| Arbeitsauftrag a |
Wer erkennt in dem Beispiel aus der Beratungspraxis im Lesetext zum Baugutachten die Baumängel und spricht sie offen an?

| Lesetext |
In diesem Beitrag möchten wir den Fokus einmal auf ein konkretes Thema im Zusammenhang mit Mängeln am Bauvorhaben werfen: Das Baugutachten.
Das Baugutachten nährt seine Bedeutung vor allem bei der Bestimmung von Baumängeln und Schäden am Gebäude und spielt eine entscheidende Rolle bei der Rechtsprechung. Vor allem die Auftraggeber, also die Bauherren, profitieren zumeist von der Heranziehung eines Baugutachtens. Die Bauherren haben gemäß dem unterzeichneten Bauvertrag einen Anspruch auf eine vertragsgemäße Errichtung der gewünschten Immobilie in fehlerfreier Ausführung entsprechend der aktuell gültigen Richtlinien und technischen Bestimmungen, die für den Neubau von Immobilien bestehen. (VOB/B bzw. BGB – DIN-Normen, Stand von Wissenschaft und Technik, etc…)
Ein konkretes Beispiel aus unserer Beratungspraxis
Familie A beauftragt das Bauunternehmen B mit der Errichtung eines Einfamilienhauses. Das Bauunternehmen B bedient sich Subunternehmern für die unterschiedlichen Gewerke. Während der Bauphase kommt es zu Verzögerungen, da Baumängel offensichtlich werden, auf die nachfolgende Gewerke nicht aufbauen können. Die Baumängel werden von einem Subunternehmer erkannt und offen kommuniziert. Dieser verweigert aufgrund der Mängel durch Vorgewerke die Aufnahme seiner eigenen Folgetätigkeit.
Familie A stellt neben den vorhandenen Baumängeln fest, dass nun vertraglich vereinbarte Zwischenfristen nicht eingehalten werden und verweigert folglich die Zahlung von den jeweiligen Abschlägen an das Bauunternehmen B.
Das Bauunternehmen B verlangt hingegen die Zahlung der offenen Abschlagssumme, Familie A verlangt wiederum die fachgerechte Beseitigung der Baumängel unter Fristsetzung. Das Bauunternehmen B bestreitet das Vorhandensein von Baumängeln…
Hierbei wird schnell klar, dass eine komplexe Kette von Zusammenhängen und Folgen entsteht, ebenso wie unterschiedliche Schuldverhältnisse und wechselseitige Ansprüche. Diese wollen wir nun außer Acht lassen, da dieser Beitrag über die Ufer unseres Themas treten würde.
Zurück zum Kern unseres Lupenspots: Die Baumängel und das Baugutachten.
Treten Baumängel am Gewerk auf oder besteht die Vermutung, dass Baumängel bestehen, sollte der Bauherr immer direkt handeln.
Fahrplan: Wie muss man sich als Bauherr verhalten?
- Baumängel identifizieren und dokumentieren (Protokoll, Fotos)
- Hier genügt es zunächst selbst tätig zu werden und eigene Fotos anzufertigen und die jeweiligen Mängel nebst Fotos in einem Protokoll zu dokumentieren.

| Arbeitsauftrag b |
Fasse die Einträge unten vom Anfang bis einschließlich der Zeile mit „positive clicks: (602, 873)“ als nummerierte Liste neu, ohne Leerzeilen. Die Bilder sollen in der Liste nicht vorkommen.

| Bereitgestellte Daten |
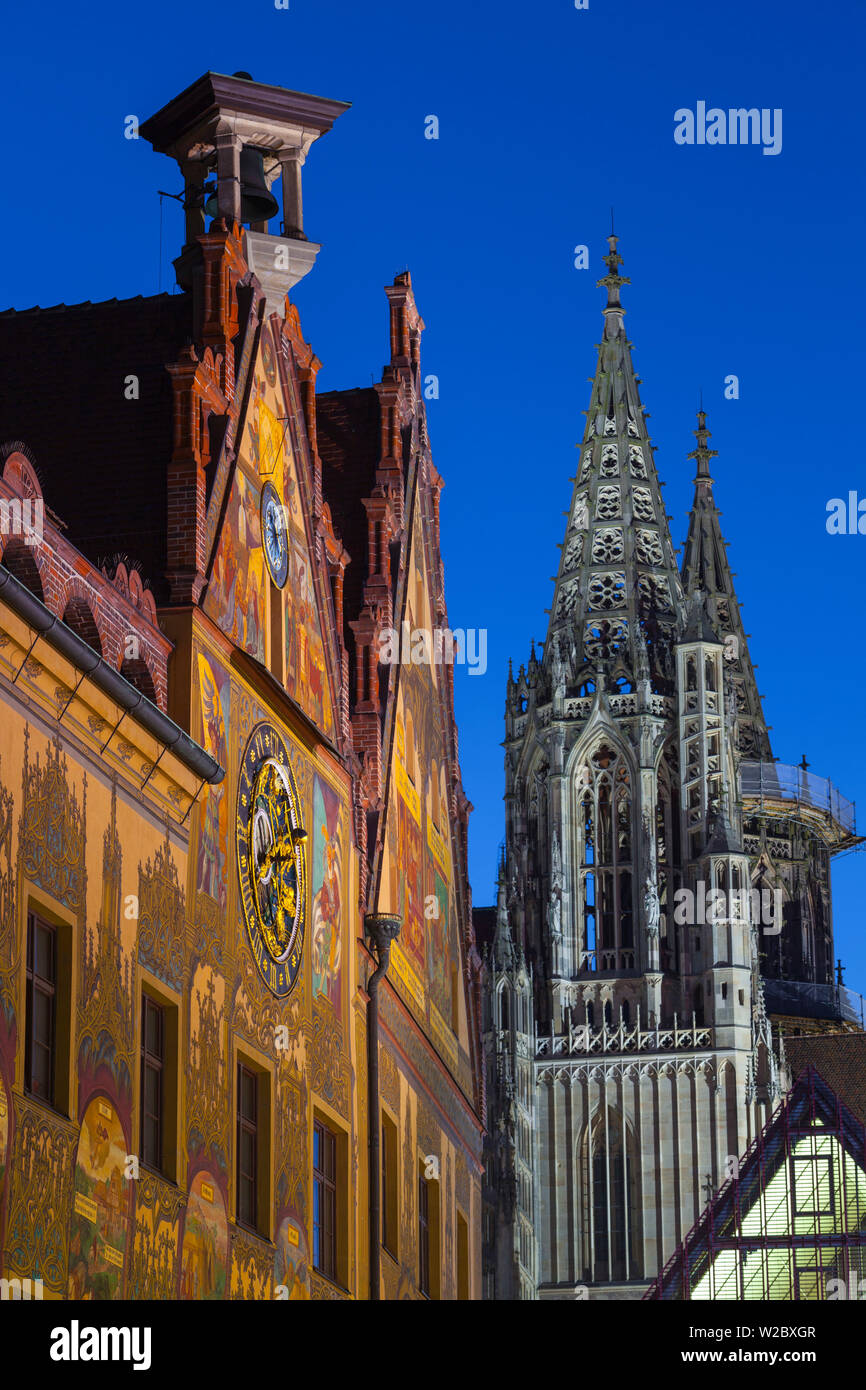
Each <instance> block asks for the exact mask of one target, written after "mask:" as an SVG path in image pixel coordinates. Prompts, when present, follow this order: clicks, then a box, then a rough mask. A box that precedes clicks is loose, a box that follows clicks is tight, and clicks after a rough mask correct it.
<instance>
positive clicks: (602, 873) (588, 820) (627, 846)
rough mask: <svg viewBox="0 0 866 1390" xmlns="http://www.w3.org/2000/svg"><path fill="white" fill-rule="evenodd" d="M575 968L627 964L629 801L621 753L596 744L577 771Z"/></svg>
mask: <svg viewBox="0 0 866 1390" xmlns="http://www.w3.org/2000/svg"><path fill="white" fill-rule="evenodd" d="M577 796H578V802H577V824H578V865H580V873H578V877H580V888H578V919H580V927H578V930H580V948H578V949H580V969H581V970H631V969H634V962H635V945H634V883H632V874H631V869H632V805H631V783H630V774H628V767H627V765H626V759H624V758H623V756H621V753H619V752H616V751H614V749H613V748H609V746H607V745H605V744H602V745H601V746H599V748H596V749H595V752H594V753H592V756H591V758H589V759H588V762H587V763H585V765H584V766H582V767H581V769H580V770H578V774H577Z"/></svg>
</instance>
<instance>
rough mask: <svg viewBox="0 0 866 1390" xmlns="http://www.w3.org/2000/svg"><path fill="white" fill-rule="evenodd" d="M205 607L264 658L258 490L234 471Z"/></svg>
mask: <svg viewBox="0 0 866 1390" xmlns="http://www.w3.org/2000/svg"><path fill="white" fill-rule="evenodd" d="M204 612H206V613H207V614H209V617H213V620H214V623H217V624H218V626H220V627H221V628H222V631H224V632H227V634H228V637H231V639H232V641H234V642H236V644H238V645H239V646H242V648H243V649H245V651H246V652H250V655H252V656H256V657H257V659H259V660H260V662H261V660H264V553H263V550H261V520H260V516H259V492H257V491H256V488H253V485H252V484H250V482H249V480H247V478H246V477H245V474H243V471H242V470H240V468H238V470H236V473H235V481H234V485H232V493H231V498H229V503H228V509H227V513H225V521H224V525H222V534H221V537H220V545H218V548H217V557H215V560H214V569H213V574H211V578H210V584H209V588H207V594H206V596H204Z"/></svg>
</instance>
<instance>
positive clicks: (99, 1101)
mask: <svg viewBox="0 0 866 1390" xmlns="http://www.w3.org/2000/svg"><path fill="white" fill-rule="evenodd" d="M125 1165H126V1140H125V1137H124V1129H122V1125H121V1122H120V1116H118V1113H117V1111H115V1109H114V1105H113V1104H111V1101H108V1099H107V1098H106V1097H104V1095H97V1097H95V1098H93V1099H92V1101H90V1104H89V1105H88V1108H86V1111H85V1118H83V1120H82V1125H81V1136H79V1140H78V1155H76V1161H75V1200H74V1204H72V1225H71V1230H70V1284H68V1297H70V1298H122V1293H124V1265H125V1261H126V1238H128V1232H129V1213H131V1207H132V1186H133V1184H132V1183H131V1181H129V1180H128V1179H126V1177H125V1176H124V1175H125Z"/></svg>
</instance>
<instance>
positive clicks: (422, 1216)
mask: <svg viewBox="0 0 866 1390" xmlns="http://www.w3.org/2000/svg"><path fill="white" fill-rule="evenodd" d="M418 1289H420V1290H421V1293H423V1294H425V1295H427V1297H428V1298H438V1297H439V1184H438V1181H436V1180H435V1179H427V1177H424V1162H423V1161H421V1163H420V1165H418Z"/></svg>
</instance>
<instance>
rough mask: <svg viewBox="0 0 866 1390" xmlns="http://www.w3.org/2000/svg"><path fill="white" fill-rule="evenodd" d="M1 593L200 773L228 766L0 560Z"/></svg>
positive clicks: (83, 669)
mask: <svg viewBox="0 0 866 1390" xmlns="http://www.w3.org/2000/svg"><path fill="white" fill-rule="evenodd" d="M0 596H1V598H3V599H4V600H6V602H7V603H8V606H10V607H11V609H14V612H15V613H17V614H18V617H21V619H24V621H25V623H26V624H28V627H29V628H32V630H33V631H35V632H38V634H39V635H40V637H44V638H46V641H49V642H50V644H51V646H54V648H57V651H58V652H60V653H61V655H63V656H65V657H67V660H68V662H71V663H72V666H74V667H75V669H76V670H78V671H81V673H82V676H86V677H89V680H92V681H93V684H95V685H97V687H99V689H100V691H103V694H104V695H107V696H108V699H113V701H114V702H115V705H120V706H121V709H124V710H125V712H126V713H128V714H133V716H135V717H136V720H138V721H139V723H140V724H142V726H143V727H145V728H146V730H147V733H149V734H153V737H154V738H156V739H157V742H160V744H161V745H163V746H164V748H167V749H168V751H170V752H172V753H174V755H175V758H179V760H181V762H182V763H183V766H185V767H189V770H190V771H193V773H195V774H196V777H200V778H202V780H203V781H207V783H211V784H213V783H221V781H222V778H224V777H225V769H224V767H221V766H220V763H218V762H217V760H215V758H211V756H210V753H207V752H206V751H204V749H203V748H202V746H200V745H199V744H196V742H195V739H192V738H190V737H189V734H186V733H185V731H183V730H182V728H181V727H179V726H178V724H175V723H174V720H171V719H168V714H164V713H163V710H161V709H157V706H156V705H154V703H153V701H149V699H147V696H146V695H142V692H140V691H136V688H135V685H132V684H131V682H129V681H128V680H126V678H125V676H121V673H120V671H115V670H114V667H113V666H110V664H108V662H106V659H104V657H103V656H99V655H97V653H96V652H95V651H93V648H92V646H88V644H86V642H83V641H82V639H81V637H76V634H75V632H74V631H72V628H71V627H67V624H65V623H64V621H63V620H61V619H58V617H57V616H56V614H54V613H51V612H50V609H47V607H46V606H44V603H42V602H40V599H38V598H36V596H35V595H33V594H31V591H29V589H26V588H25V587H24V584H21V582H19V580H17V578H15V575H14V574H11V573H10V571H8V570H7V569H6V566H3V564H0Z"/></svg>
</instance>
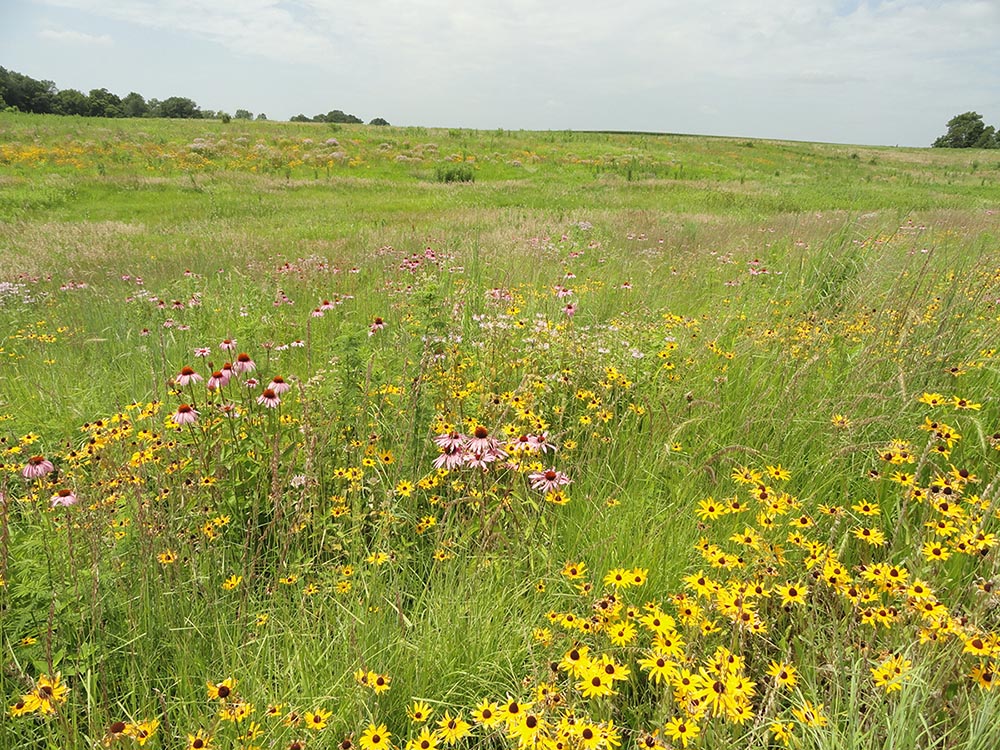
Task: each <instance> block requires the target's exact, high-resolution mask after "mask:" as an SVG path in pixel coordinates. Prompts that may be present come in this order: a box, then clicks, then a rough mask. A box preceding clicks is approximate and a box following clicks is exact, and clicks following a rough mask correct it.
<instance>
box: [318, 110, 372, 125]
mask: <svg viewBox="0 0 1000 750" xmlns="http://www.w3.org/2000/svg"><path fill="white" fill-rule="evenodd" d="M312 121H313V122H336V123H352V124H361V123H363V122H364V120H362V119H361V118H360V117H355V116H354V115H349V114H347V113H346V112H343V111H341V110H339V109H333V110H330V111H329V112H327V113H326V114H325V115H323V114H319V115H315V116H314V117H313V118H312Z"/></svg>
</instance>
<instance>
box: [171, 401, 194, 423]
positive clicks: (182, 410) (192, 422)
mask: <svg viewBox="0 0 1000 750" xmlns="http://www.w3.org/2000/svg"><path fill="white" fill-rule="evenodd" d="M170 418H171V419H172V420H173V422H174V424H177V425H182V424H192V423H193V422H194V421H195V420H196V419H198V412H196V411H195V410H194V409H193V408H192V407H191V405H190V404H181V405H180V406H178V407H177V411H175V412H174V413H173V416H171V417H170Z"/></svg>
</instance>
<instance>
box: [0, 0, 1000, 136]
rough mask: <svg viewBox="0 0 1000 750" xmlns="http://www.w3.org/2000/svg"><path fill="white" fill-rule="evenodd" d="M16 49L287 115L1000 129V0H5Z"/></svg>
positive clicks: (739, 134) (10, 36)
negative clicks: (968, 117)
mask: <svg viewBox="0 0 1000 750" xmlns="http://www.w3.org/2000/svg"><path fill="white" fill-rule="evenodd" d="M0 65H2V66H3V67H6V68H8V69H13V70H17V71H19V72H22V73H26V74H28V75H30V76H32V77H35V78H42V79H47V80H51V81H54V82H55V84H56V86H58V87H59V88H61V89H62V88H77V89H80V90H82V91H84V92H87V91H89V90H90V89H92V88H102V87H103V88H107V89H109V90H111V91H113V92H115V93H117V94H119V95H125V94H127V93H128V92H130V91H137V92H139V93H140V94H142V95H144V96H145V97H147V98H150V97H155V98H158V99H165V98H166V97H168V96H175V95H177V96H187V97H190V98H192V99H194V100H195V101H196V102H198V104H200V105H201V106H202V107H203V108H205V109H219V110H225V111H228V112H230V113H232V112H234V111H235V110H236V109H240V108H242V109H248V110H251V111H252V112H254V113H257V112H264V113H266V114H267V116H268V117H269V118H271V119H288V118H289V117H291V116H292V115H294V114H297V113H299V112H302V113H305V114H307V115H314V114H316V113H318V112H327V111H329V110H332V109H341V110H344V111H345V112H349V113H351V114H355V115H357V116H359V117H361V118H363V119H364V120H366V121H367V120H370V119H372V118H374V117H384V118H386V119H387V120H389V121H390V122H391V123H392V124H394V125H426V126H451V127H472V128H487V129H494V128H500V127H502V128H508V129H518V128H524V129H566V128H568V129H575V130H590V129H608V130H649V131H665V132H675V133H701V134H710V135H733V136H745V137H762V138H783V139H795V140H810V141H828V142H834V143H858V144H879V145H896V144H898V145H901V146H926V145H929V144H930V142H931V141H932V140H933V139H934V138H935V137H937V136H938V135H941V134H942V133H943V132H944V131H945V129H946V125H945V124H946V123H947V121H948V120H949V119H950V118H951V117H952V116H953V115H955V114H958V113H960V112H965V111H968V110H975V111H977V112H979V113H980V114H982V115H983V116H984V119H985V120H986V122H987V123H988V124H994V125H997V126H1000V0H885V1H884V2H880V1H879V0H868V1H867V2H858V1H857V0H620V2H608V0H506V1H505V0H406V1H404V0H0Z"/></svg>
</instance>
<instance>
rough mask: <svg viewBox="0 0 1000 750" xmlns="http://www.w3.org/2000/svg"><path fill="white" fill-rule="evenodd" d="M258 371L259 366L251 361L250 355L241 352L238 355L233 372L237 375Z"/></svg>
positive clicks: (236, 355)
mask: <svg viewBox="0 0 1000 750" xmlns="http://www.w3.org/2000/svg"><path fill="white" fill-rule="evenodd" d="M256 369H257V365H256V364H254V361H253V360H252V359H250V355H249V354H247V353H246V352H240V353H239V354H237V355H236V363H235V364H234V365H233V370H234V371H235V372H237V373H244V372H253V371H254V370H256Z"/></svg>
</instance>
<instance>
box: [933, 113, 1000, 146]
mask: <svg viewBox="0 0 1000 750" xmlns="http://www.w3.org/2000/svg"><path fill="white" fill-rule="evenodd" d="M931 146H933V147H934V148H1000V133H998V132H997V129H996V128H994V127H993V126H992V125H987V124H986V123H984V122H983V116H982V115H981V114H979V113H978V112H963V113H962V114H960V115H955V116H954V117H952V118H951V119H950V120H948V132H947V133H945V134H944V135H942V136H941V137H940V138H938V139H937V140H935V141H934V143H932V144H931Z"/></svg>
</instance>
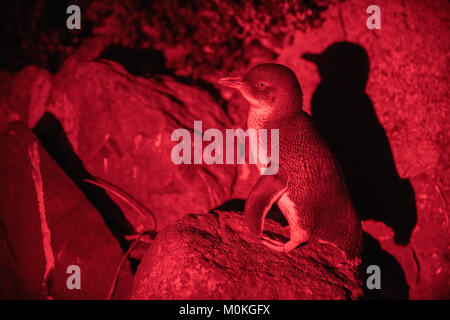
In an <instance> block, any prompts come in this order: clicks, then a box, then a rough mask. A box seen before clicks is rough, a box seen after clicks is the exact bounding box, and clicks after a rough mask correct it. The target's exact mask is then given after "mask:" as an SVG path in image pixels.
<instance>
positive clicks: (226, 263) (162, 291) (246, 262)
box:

| Erwartete Lösung a |
Ein Subunternehmer erkennt die Baumängel und kommuniziert sie offen.

| Erwartete Lösung b |
1. Each <instance> block asks for the exact mask of one target, written after "mask:" as an SVG path in image pixel coordinates. Prompts, when present, follow this order: clicks, then a box, then a rough mask. A box that precedes clicks is loose, a box that follows clicks is tight, and clicks after a rough mask correct it.
2. <instance>
3. positive clicks: (602, 873) (588, 820) (627, 846)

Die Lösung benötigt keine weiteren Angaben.